** Set problem **
Reproduce every line of the entries below verbatim, leaving out the images.

*** Listed records ***

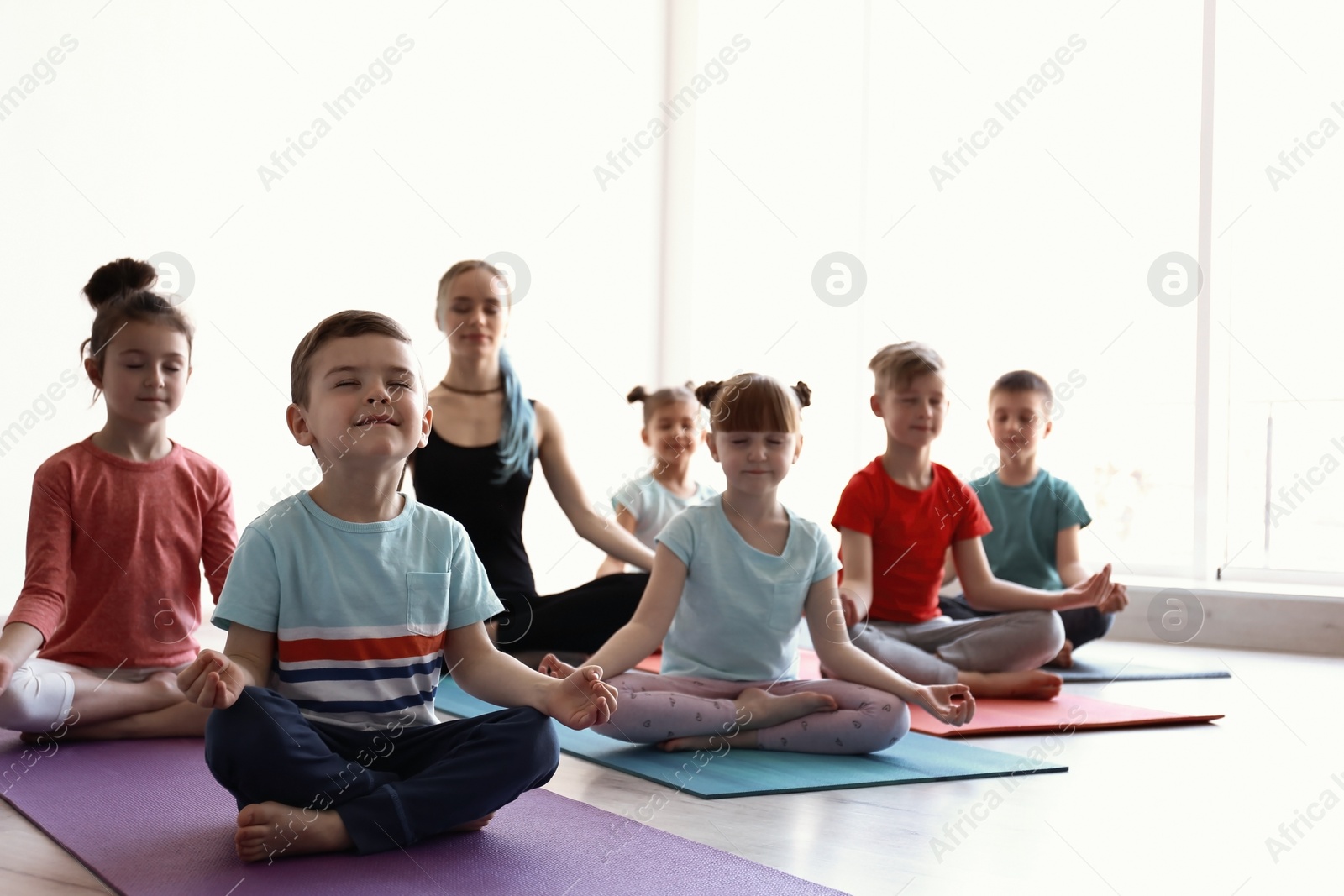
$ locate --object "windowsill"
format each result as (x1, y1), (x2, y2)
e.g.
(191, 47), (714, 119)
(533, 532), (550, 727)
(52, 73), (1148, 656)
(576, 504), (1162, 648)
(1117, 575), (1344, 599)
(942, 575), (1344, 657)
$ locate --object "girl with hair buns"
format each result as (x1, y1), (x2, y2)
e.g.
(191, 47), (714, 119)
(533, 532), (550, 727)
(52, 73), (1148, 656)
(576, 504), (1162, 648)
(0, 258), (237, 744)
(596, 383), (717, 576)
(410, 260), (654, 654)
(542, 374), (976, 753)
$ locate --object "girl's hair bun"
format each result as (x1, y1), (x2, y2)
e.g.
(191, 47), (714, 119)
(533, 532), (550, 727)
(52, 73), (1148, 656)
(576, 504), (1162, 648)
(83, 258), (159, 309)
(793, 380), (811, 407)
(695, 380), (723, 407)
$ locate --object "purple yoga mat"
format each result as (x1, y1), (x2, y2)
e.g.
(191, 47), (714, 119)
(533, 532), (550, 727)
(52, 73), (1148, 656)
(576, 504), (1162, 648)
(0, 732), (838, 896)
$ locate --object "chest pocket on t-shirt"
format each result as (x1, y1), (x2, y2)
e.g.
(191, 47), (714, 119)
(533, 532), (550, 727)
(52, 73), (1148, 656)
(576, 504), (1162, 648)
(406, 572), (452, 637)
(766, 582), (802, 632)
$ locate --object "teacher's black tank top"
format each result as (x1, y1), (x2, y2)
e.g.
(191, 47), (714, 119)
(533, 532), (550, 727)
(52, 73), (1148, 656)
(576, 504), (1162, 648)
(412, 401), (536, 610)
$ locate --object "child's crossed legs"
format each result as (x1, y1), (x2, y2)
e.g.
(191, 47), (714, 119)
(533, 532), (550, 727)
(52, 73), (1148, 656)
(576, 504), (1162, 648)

***

** Solution for this exercise **
$ locate --object "windowsill"
format each result as (x1, y1), (x2, y2)
e.g.
(191, 47), (714, 119)
(533, 532), (550, 727)
(52, 73), (1148, 656)
(576, 504), (1162, 648)
(1117, 575), (1344, 599)
(942, 575), (1344, 657)
$ locate --object "girl with hair buns"
format each result as (x1, y1), (x2, y2)
e.g.
(191, 47), (714, 119)
(533, 532), (550, 727)
(52, 73), (1148, 656)
(576, 504), (1162, 648)
(0, 258), (237, 744)
(596, 383), (717, 576)
(410, 260), (654, 654)
(542, 374), (976, 753)
$ locate --object "girl's hair bun"
format each result as (x1, y1), (x2, y2)
e.g.
(191, 47), (714, 119)
(533, 532), (550, 727)
(52, 73), (1148, 656)
(576, 504), (1162, 648)
(83, 258), (159, 309)
(793, 380), (811, 407)
(695, 380), (723, 407)
$ locate --object "purple yoga mat"
format each result as (x1, y1), (x2, y2)
e.g.
(191, 47), (714, 119)
(533, 532), (550, 727)
(52, 73), (1148, 656)
(576, 504), (1162, 648)
(0, 732), (838, 896)
$ locate --object "chest pocket on t-shirt"
format each result as (x1, y1), (x2, y2)
e.g.
(191, 47), (714, 119)
(533, 532), (550, 727)
(52, 73), (1148, 656)
(576, 504), (1162, 648)
(406, 572), (452, 637)
(766, 582), (802, 632)
$ locate --object "teacher's black tank top"
format each result as (x1, y1), (x2, y2)
e.g.
(191, 47), (714, 119)
(533, 532), (550, 727)
(52, 73), (1148, 656)
(576, 504), (1162, 648)
(412, 401), (536, 610)
$ locate --object "child's crossed legs"
format each result as (x1, y1), (x2, y2)
e.g.
(191, 47), (714, 119)
(533, 532), (550, 727)
(52, 73), (1148, 656)
(576, 504), (1162, 648)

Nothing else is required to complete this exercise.